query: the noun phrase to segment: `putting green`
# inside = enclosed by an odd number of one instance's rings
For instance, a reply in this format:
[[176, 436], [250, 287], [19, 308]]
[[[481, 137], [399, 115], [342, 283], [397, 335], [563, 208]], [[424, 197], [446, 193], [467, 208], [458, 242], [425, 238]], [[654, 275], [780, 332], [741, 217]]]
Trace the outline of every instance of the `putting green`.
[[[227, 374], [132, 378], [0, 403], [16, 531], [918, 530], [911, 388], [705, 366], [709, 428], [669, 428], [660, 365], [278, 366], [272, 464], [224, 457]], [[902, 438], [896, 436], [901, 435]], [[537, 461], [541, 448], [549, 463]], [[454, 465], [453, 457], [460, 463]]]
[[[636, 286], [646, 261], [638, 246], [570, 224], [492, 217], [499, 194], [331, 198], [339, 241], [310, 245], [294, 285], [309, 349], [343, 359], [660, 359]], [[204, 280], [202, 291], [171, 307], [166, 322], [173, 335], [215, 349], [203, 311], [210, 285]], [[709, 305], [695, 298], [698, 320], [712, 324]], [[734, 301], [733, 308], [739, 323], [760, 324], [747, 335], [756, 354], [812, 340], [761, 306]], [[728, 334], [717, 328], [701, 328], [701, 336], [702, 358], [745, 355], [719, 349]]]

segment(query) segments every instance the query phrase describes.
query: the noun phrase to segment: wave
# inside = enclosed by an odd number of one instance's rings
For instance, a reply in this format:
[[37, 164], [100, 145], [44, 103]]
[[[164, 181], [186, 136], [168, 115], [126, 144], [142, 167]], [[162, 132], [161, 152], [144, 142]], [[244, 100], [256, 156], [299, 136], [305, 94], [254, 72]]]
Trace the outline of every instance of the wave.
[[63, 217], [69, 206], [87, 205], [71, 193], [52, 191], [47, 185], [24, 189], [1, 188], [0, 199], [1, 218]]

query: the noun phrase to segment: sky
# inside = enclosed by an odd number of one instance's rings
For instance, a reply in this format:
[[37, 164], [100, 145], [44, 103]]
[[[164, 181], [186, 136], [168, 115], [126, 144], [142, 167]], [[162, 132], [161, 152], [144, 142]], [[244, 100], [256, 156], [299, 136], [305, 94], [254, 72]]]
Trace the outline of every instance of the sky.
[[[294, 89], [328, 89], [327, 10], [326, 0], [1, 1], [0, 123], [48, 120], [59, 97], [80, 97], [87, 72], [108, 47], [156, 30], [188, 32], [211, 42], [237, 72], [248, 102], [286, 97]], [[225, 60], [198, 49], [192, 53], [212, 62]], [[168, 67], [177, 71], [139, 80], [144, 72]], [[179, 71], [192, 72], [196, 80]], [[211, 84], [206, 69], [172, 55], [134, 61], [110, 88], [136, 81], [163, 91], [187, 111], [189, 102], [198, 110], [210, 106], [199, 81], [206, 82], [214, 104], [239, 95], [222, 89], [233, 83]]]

---

The task ::
Reproduce all of the entries above verbatim, line by line, with nothing altered.

Response to the task ::
query: the noun phrase to segment: `putting green`
# inside = enclosed by an odd number of one instance's rings
For instance, a reply in this format:
[[176, 436], [250, 287], [19, 308]]
[[[481, 137], [399, 115], [342, 283], [397, 335], [563, 208]], [[424, 197], [446, 193], [467, 208], [458, 242], [425, 238]], [[654, 275], [780, 332], [741, 217]]]
Trace the outline of every instance of the `putting green`.
[[[227, 374], [132, 378], [0, 403], [16, 531], [918, 530], [911, 388], [705, 366], [709, 428], [669, 428], [660, 365], [278, 366], [272, 464], [224, 457]], [[902, 438], [896, 436], [901, 435]], [[537, 461], [541, 448], [549, 463]], [[454, 465], [453, 457], [460, 463]]]
[[[636, 286], [646, 261], [638, 246], [570, 224], [492, 217], [499, 194], [331, 198], [339, 241], [310, 245], [294, 285], [309, 349], [343, 359], [660, 359]], [[204, 280], [202, 291], [171, 307], [166, 322], [173, 335], [215, 349], [203, 311], [210, 285]], [[709, 305], [695, 298], [698, 320], [712, 324]], [[734, 301], [733, 308], [739, 323], [760, 324], [747, 335], [756, 354], [812, 340], [761, 306]], [[728, 334], [717, 328], [701, 328], [701, 336], [702, 358], [745, 355], [719, 349]]]

segment(query) segments every instance the query phrase describes.
query: the noun phrase to segment: wave
# inside = enclosed by an odd number of one instance's rings
For instance, a reply in this format:
[[37, 164], [100, 145], [44, 103]]
[[[164, 181], [186, 136], [168, 115], [126, 144], [142, 167]], [[162, 132], [161, 152], [144, 142]], [[244, 100], [256, 156], [299, 136], [305, 94], [254, 72]]]
Trace the outline of every instance of the wave.
[[63, 217], [69, 206], [87, 205], [71, 193], [52, 191], [47, 185], [24, 189], [1, 188], [0, 199], [1, 218]]

query: the noun phrase to segment: sky
# inside = enclosed by an odd number of one instance's rings
For instance, a reply in this format:
[[37, 164], [100, 145], [44, 103]]
[[[164, 181], [186, 136], [168, 115], [126, 144], [142, 167]], [[162, 132], [161, 152], [144, 142]], [[244, 100], [256, 156], [299, 136], [305, 94], [254, 72]]]
Trace the outline of every instance of the sky.
[[[294, 89], [328, 89], [327, 10], [326, 0], [1, 1], [0, 123], [48, 120], [59, 97], [80, 97], [87, 72], [108, 47], [156, 30], [188, 32], [211, 42], [237, 72], [248, 102], [286, 97]], [[225, 60], [198, 49], [192, 53], [212, 62]], [[168, 67], [177, 71], [139, 80], [144, 72]], [[179, 71], [192, 72], [196, 80]], [[211, 84], [206, 69], [172, 55], [134, 61], [110, 88], [136, 81], [163, 91], [187, 111], [189, 102], [198, 110], [210, 106], [199, 81], [206, 82], [214, 104], [239, 95], [222, 89], [233, 83]]]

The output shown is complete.